| REQUEST |
Could you retype the records verbatim, from the very start through the line that contains "[[648, 479]]", with that line included?

| GIVEN DATA |
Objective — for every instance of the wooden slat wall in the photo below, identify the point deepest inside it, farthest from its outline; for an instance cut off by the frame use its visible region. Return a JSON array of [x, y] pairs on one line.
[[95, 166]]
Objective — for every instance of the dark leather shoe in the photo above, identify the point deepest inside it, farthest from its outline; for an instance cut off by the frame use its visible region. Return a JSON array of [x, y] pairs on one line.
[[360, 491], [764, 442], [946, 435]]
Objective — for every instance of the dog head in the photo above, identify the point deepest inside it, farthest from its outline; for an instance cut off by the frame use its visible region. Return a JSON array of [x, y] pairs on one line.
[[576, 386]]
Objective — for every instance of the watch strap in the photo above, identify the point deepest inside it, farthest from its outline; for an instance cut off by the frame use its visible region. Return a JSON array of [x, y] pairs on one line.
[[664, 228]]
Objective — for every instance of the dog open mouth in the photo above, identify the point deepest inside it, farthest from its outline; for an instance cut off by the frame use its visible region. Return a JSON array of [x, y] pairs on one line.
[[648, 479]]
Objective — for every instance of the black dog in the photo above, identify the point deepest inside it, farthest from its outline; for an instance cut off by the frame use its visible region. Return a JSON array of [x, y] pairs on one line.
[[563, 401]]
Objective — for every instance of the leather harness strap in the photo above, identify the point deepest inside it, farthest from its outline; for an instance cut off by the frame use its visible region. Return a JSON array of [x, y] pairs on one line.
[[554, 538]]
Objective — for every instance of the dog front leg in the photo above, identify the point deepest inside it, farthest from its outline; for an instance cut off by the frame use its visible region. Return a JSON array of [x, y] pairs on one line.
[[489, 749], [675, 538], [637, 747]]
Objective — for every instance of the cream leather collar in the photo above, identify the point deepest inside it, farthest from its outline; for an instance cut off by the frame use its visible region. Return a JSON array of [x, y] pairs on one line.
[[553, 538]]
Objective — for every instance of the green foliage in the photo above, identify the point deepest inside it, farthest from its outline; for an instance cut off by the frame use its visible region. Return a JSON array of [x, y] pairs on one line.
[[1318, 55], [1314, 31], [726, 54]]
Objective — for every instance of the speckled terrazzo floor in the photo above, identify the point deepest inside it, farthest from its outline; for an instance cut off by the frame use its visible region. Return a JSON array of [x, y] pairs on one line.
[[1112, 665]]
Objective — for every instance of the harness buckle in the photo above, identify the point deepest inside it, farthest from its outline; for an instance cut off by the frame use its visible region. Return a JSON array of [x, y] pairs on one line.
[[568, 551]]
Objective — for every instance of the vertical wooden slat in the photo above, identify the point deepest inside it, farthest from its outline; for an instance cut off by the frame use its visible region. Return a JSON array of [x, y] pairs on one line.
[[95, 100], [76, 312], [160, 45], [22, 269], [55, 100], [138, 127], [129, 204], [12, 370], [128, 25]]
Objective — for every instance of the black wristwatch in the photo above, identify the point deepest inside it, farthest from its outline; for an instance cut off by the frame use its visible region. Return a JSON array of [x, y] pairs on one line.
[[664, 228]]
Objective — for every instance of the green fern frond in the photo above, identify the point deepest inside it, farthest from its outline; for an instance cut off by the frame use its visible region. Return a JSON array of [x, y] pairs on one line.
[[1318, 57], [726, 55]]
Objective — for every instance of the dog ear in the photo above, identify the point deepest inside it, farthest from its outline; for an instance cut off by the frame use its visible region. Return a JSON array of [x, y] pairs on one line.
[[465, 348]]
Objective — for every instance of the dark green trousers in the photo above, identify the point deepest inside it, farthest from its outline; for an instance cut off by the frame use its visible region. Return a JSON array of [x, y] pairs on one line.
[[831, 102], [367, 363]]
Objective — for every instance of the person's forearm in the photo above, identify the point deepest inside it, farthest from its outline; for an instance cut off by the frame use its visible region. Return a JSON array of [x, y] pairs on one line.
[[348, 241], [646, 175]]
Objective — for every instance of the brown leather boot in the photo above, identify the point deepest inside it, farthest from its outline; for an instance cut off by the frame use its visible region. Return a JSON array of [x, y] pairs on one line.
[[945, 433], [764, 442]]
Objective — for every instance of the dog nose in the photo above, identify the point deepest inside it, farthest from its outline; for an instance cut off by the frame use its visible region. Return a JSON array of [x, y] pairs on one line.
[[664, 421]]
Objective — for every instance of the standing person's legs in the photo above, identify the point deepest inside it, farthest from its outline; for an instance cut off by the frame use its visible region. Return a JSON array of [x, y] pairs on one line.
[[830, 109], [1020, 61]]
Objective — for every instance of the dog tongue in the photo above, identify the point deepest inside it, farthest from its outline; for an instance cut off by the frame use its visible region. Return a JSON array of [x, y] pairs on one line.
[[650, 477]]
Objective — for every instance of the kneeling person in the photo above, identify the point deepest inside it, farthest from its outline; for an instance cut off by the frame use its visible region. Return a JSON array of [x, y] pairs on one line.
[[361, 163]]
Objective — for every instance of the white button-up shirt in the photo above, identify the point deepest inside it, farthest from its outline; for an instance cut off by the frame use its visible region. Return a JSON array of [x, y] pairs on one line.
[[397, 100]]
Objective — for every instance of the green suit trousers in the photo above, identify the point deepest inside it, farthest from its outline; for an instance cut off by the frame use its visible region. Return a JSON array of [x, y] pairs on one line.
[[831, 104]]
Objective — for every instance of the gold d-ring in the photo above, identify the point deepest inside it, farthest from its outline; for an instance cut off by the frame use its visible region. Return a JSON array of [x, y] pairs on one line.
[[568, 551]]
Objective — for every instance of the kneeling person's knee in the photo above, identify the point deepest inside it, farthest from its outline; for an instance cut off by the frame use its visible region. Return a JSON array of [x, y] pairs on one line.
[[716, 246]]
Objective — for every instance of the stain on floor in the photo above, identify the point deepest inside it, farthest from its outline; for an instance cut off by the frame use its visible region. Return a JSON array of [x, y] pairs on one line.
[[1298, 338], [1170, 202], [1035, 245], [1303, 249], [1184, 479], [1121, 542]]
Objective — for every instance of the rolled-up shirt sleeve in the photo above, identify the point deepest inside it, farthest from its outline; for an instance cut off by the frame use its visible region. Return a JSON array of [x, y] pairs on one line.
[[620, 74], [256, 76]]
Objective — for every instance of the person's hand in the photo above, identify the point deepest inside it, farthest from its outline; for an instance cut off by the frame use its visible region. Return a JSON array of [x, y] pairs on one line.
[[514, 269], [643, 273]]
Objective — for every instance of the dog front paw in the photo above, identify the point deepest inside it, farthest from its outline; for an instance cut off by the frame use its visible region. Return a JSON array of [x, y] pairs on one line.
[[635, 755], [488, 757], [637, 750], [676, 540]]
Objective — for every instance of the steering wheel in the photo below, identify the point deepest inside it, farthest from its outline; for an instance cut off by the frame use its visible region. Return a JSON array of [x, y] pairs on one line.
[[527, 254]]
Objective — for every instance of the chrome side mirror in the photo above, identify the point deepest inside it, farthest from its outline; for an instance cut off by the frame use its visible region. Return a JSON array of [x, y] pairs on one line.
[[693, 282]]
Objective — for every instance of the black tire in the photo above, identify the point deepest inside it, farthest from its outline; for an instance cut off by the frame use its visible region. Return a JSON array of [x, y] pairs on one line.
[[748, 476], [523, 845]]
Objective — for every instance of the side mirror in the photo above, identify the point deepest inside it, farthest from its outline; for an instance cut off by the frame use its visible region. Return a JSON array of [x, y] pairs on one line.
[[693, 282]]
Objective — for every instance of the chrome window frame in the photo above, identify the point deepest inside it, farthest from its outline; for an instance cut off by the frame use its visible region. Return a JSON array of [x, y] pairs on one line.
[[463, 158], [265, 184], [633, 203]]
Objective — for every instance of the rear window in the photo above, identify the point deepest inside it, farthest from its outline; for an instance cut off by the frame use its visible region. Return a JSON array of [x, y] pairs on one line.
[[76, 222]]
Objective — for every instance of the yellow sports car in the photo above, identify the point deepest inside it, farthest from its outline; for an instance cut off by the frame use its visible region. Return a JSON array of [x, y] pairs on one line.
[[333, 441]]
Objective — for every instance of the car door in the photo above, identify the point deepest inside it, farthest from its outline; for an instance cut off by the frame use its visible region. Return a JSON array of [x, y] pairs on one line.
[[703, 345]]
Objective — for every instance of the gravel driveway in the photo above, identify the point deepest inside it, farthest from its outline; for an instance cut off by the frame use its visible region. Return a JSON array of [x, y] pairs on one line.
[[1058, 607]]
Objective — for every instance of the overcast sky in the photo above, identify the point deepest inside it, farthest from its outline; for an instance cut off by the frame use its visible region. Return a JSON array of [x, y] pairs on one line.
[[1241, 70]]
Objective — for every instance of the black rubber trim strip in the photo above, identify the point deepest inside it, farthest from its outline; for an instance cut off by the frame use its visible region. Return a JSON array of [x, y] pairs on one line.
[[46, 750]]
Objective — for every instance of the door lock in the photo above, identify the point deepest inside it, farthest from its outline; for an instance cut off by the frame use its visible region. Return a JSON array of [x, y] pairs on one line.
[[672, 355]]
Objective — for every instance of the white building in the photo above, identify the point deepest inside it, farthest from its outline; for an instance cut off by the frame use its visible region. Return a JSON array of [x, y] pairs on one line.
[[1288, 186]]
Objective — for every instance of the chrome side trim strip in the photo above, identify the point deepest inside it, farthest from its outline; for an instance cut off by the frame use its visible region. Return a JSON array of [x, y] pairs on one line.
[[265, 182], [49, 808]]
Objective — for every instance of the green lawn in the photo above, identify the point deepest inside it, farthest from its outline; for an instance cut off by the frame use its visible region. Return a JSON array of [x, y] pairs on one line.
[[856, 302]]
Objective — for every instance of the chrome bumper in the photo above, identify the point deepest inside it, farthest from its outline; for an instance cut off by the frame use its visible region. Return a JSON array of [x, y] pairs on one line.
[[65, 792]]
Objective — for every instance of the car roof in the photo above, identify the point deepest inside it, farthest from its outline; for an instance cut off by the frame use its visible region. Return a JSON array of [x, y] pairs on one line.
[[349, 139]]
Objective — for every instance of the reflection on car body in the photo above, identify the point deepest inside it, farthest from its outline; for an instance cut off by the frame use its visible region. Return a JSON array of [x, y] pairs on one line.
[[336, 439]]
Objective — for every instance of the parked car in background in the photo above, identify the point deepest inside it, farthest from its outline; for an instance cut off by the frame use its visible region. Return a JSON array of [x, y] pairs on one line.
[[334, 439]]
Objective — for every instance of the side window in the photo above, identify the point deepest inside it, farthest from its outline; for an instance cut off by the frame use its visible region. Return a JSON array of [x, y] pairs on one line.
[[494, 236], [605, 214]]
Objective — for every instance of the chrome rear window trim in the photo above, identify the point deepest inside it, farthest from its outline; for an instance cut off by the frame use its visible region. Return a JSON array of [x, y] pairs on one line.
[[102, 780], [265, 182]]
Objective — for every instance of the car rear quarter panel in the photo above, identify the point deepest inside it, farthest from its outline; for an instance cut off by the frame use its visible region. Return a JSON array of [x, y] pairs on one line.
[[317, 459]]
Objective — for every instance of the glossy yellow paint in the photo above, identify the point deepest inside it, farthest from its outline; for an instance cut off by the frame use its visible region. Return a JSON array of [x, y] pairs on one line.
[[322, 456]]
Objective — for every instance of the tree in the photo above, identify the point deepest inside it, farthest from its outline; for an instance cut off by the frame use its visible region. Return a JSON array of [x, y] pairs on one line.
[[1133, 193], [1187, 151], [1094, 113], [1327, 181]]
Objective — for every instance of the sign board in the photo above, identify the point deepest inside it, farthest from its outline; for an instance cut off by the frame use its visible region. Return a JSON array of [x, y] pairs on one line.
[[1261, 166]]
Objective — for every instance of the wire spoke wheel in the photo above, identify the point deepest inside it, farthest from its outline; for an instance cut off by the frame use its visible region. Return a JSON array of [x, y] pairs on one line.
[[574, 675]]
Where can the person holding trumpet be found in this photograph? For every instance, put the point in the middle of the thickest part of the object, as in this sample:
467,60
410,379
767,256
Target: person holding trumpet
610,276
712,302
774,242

| WORKED SOLUTION |
Objective — for every instance of the wooden slat wall in the photo below, identify the point deepest inside it, farthest from its outline; for an instance cut off by the frame use its visible region. Return a JSON array of [x, y] pairs on one line.
[[95, 166]]
Objective — for every instance of the dark leather shoe in the photo above, identify the point deepest inside it, farthest from its outline; for an instance cut off by the frame use its visible region. Return a JSON array of [x, y] pairs on one line.
[[360, 491], [764, 442], [946, 435]]
Objective — for every instance of the dog head in the photo above, identify the point deepest inside it, farthest from its outline; for an instance cut off by the frame use its visible region. Return a JSON array of [x, y] pairs on one line.
[[576, 386]]
Objective — for every instance of the watch strap in the photo above, identify the point deepest inside it, farthest from its outline; for an instance cut off by the frame use its visible region. Return a JSON array of [x, y] pairs on one line.
[[664, 228]]
Objective — for every instance of the dog open mouth in the photo above, identify the point deepest inside it, farthest from its outline; for an instance cut off by the frame use its visible region. Return a JSON array of [x, y] pairs on one line.
[[648, 479]]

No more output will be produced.